The problem: Can you rewrite the rows below with every "Found at" swapped for "Located at", keeping everything else the same and leaving out the pictures?

Raw records:
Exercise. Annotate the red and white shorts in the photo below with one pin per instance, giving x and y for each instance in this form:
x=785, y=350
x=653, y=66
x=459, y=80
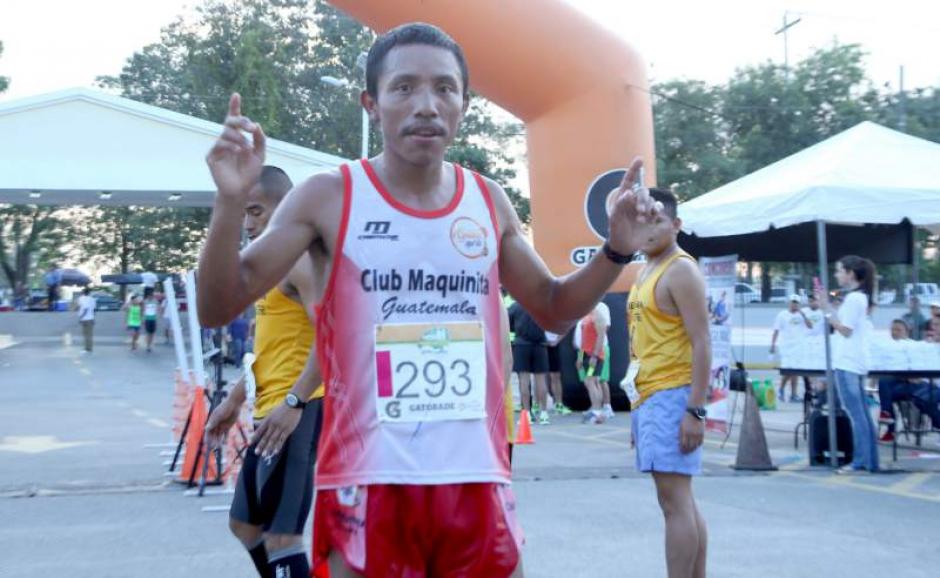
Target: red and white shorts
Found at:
x=410, y=531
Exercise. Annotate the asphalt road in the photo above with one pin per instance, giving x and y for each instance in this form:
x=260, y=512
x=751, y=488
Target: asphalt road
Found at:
x=82, y=495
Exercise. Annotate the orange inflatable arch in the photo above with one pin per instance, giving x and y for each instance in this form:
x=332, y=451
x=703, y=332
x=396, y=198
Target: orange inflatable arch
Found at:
x=581, y=91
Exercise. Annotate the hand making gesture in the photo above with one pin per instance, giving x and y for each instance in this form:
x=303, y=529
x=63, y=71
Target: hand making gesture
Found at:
x=234, y=161
x=632, y=212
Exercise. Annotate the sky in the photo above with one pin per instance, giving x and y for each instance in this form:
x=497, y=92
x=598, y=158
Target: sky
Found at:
x=57, y=44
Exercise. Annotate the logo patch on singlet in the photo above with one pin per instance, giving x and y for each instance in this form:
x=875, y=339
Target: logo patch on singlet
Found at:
x=469, y=238
x=378, y=230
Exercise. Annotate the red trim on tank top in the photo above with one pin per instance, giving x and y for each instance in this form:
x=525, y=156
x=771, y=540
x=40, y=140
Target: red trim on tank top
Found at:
x=398, y=205
x=488, y=198
x=340, y=239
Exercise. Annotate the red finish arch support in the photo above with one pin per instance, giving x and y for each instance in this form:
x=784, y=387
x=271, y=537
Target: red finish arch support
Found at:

Answer below:
Exercise. Annotate the red and white shorts in the photo below with one pin per instance, giving x and y for each instance in this form:
x=785, y=350
x=653, y=66
x=459, y=80
Target: red and white shorts
Located at:
x=410, y=531
Exercise. Annotate the asphalt road in the photo above with one pin per instance, giving x and y for each instance in this form:
x=260, y=512
x=751, y=488
Target: asphalt road
Located at:
x=82, y=495
Exercise. Annotate the orange inflatable arch in the photo above with one pin per instance, giving x and y for each instance in this form:
x=332, y=451
x=703, y=332
x=396, y=198
Target: orange inflatable arch
Located at:
x=581, y=91
Exercise. Annotate the hand making gesture in the photo above with one pin per instance, giving x and y for each instance in this form:
x=303, y=529
x=63, y=71
Target: hand making gesture
Located at:
x=234, y=161
x=632, y=212
Exercise. Annotate the sky in the photo above with one pin per instance, giving x and y for each instance in this form:
x=497, y=92
x=598, y=158
Target: sky
Located at:
x=57, y=44
Exercise. Annotate the logo patch on singlet in the photo above with one pin per instance, giving x and y for each instance in this form:
x=875, y=339
Target: logo patch on singlet
Located at:
x=469, y=238
x=378, y=230
Exercise. Annotate the red trim on tank top in the photo above with one pin per instance, giving x and y for each instance in this form:
x=525, y=156
x=771, y=540
x=40, y=140
Target: red trim on tank top
Located at:
x=398, y=205
x=488, y=198
x=340, y=239
Exercise. Annotate the red finish arch support in the photo above with one pin per instance, giving x and y for each instance in this form:
x=784, y=387
x=271, y=537
Target: red finish arch support
Located at:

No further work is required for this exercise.